> [TEXT BLOCK]
Skip to content

YAML Configuration Files

Data Caterer allows you to reference and extend existing YAML configuration files within your Java/Scala API code using the YamlBuilder. This hybrid approach enables you to maintain configuration in YAML files while leveraging the full power of the programmatic API for customization.

Overview

Data Caterer provides two powerful ways to work with YAML configurations:

  1. YamlBuilder API: Load YAML configurations into Java/Scala code for programmatic customization
  2. YAML Metadata Source: Reference YAML configurations from within other YAML files

The YamlBuilder provides a bridge between YAML configurations and programmatic APIs, allowing you to:

  • Load base configurations from YAML files
  • Override specific settings programmatically
  • Environment-specific customizations without modifying YAML files
  • Filter tasks and steps by name when loading from multi-task YAML files
  • Maintain separation between configuration and business logic

The YAML Metadata Source enables YAML-to-YAML composition, allowing you to:

  • Reference step configurations from other YAML task files
  • Create reusable step libraries that can be imported across tasks
  • Compose complex tasks from smaller, modular YAML components
  • Maintain DRY principles within YAML configurations

Scala Example | Java Example

Requirements

  • YAML plan or task files defined according to Data Caterer schema
  • Java 17+ or Scala 2.12+
  • Data Caterer 0.17.0+

YAML Metadata Source (Programmatic References)

The YAML metadata source allows you to reference existing YAML task and plan files from within your Java/Scala code. This provides a way to reuse field definitions and configurations from YAML files while still having the flexibility of programmatic customization.

Basic Usage

Existing YAML Task File (customer-fields.yaml):

name: "customer_data"
dataSourceName: "customer_csv"
steps:
  - name: "customers"
    type: "file"
    options:
      path: "/opt/app/data/customers.csv"
    fields:
      - name: "customer_id"
        type: "string"
        options:
          regex: "CUST[0-9]{8}"
          isUnique: "true"
      - name: "first_name"
        type: "string"
        options:
          expression: "#{Name.firstName}"
      - name: "last_name"
        type: "string"
        options:
          expression: "#{Name.lastName}"
      - name: "email"
        type: "string"
        options:
          expression: "#{Internet.emailAddress}"

Programmatic Usage:

import io.github.datacatering.datacaterer.api.PlanRun

class CustomerDataPlan extends PlanRun {
  // Reference YAML field definitions in a different data source
  val postgresTask = postgres("customer_postgres", "jdbc:postgresql://localhost:5432/customer")
    .table("customers")
    .fields(metadataSource.yamlTask(
      "config/customer-fields.yaml",
      "customer_data",
      "customers"

> [WORK TO COMPLETE]
Which Data Caterer version does the YAML configuration text list as required?

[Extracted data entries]
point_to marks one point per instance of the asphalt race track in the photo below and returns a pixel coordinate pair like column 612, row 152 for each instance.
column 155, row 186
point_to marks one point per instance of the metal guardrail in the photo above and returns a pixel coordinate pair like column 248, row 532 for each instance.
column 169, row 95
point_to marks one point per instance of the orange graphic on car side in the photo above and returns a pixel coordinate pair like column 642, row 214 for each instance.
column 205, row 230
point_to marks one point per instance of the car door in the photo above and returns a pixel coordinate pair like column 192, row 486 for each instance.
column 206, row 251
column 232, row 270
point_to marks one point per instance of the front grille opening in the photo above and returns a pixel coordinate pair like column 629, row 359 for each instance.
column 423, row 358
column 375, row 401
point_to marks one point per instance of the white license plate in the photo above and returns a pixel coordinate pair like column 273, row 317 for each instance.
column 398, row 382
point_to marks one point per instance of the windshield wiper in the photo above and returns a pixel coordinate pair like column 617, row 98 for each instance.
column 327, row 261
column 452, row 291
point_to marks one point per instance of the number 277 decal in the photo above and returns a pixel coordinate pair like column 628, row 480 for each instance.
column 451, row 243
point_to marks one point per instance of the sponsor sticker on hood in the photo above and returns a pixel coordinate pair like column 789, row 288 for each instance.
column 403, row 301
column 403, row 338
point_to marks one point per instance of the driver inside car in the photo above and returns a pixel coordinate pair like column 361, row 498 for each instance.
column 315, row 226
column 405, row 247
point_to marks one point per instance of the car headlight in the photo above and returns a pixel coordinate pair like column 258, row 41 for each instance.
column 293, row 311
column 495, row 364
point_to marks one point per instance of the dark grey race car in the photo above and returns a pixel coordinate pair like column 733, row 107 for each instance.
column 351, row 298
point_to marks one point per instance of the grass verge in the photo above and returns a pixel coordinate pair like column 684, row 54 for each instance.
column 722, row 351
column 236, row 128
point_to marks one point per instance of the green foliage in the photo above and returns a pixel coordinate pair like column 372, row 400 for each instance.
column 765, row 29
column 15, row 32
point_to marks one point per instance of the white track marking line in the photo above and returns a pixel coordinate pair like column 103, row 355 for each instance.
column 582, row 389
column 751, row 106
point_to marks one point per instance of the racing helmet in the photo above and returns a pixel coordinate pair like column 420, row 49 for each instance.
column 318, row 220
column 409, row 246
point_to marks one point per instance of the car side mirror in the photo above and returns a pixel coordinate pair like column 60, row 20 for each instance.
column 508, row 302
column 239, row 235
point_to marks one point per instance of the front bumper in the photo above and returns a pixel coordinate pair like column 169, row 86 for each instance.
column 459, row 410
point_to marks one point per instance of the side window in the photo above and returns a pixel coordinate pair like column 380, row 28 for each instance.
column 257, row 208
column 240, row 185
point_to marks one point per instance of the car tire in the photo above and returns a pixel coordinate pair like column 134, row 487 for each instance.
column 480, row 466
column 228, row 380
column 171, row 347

> [CORRECT RESULT]
Data Caterer 0.17.0 or later.